Natural language region descriptions
┄┄┄┄┄┄┄┄┄┄┄┄┄┄┄┄┄┄┄┄
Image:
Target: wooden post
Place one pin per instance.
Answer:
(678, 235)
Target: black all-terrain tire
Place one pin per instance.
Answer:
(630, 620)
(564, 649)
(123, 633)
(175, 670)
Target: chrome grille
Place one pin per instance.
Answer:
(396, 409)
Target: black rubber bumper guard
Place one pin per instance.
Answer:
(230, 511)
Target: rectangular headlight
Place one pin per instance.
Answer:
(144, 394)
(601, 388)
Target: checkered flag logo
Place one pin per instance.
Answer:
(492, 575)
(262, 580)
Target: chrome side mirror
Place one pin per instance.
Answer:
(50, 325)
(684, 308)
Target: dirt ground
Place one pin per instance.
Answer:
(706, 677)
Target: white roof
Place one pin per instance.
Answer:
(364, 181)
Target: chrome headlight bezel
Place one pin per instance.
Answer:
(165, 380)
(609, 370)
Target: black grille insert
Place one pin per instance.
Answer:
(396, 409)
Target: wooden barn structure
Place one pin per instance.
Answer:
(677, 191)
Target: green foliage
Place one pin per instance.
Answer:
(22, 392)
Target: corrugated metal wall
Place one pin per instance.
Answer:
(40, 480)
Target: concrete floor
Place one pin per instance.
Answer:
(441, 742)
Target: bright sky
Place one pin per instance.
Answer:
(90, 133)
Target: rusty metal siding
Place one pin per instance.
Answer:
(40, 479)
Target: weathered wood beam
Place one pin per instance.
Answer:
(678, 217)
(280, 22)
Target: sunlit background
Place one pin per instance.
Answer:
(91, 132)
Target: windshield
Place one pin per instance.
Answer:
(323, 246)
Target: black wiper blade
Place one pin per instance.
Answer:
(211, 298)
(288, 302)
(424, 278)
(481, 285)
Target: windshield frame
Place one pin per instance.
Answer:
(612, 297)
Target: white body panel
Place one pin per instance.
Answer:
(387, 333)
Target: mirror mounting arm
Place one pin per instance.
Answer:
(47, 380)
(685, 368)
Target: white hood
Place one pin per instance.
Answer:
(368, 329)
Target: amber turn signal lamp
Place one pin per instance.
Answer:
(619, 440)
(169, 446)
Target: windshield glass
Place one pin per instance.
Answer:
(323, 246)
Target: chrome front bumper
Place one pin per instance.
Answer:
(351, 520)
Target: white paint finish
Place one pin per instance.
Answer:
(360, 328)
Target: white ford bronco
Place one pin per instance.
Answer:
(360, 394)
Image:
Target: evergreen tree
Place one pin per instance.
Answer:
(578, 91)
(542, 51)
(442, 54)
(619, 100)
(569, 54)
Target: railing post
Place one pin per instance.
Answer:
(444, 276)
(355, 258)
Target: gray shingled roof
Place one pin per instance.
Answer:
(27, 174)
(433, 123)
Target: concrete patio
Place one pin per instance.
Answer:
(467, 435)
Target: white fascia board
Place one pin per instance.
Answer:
┄┄┄┄┄┄┄┄┄┄┄┄┄┄┄┄┄┄┄┄
▸ YOUR OBJECTIVE
Within the records above, count the lines that hold the word "black" and give only that number.

▸ ANSWER SECTION
4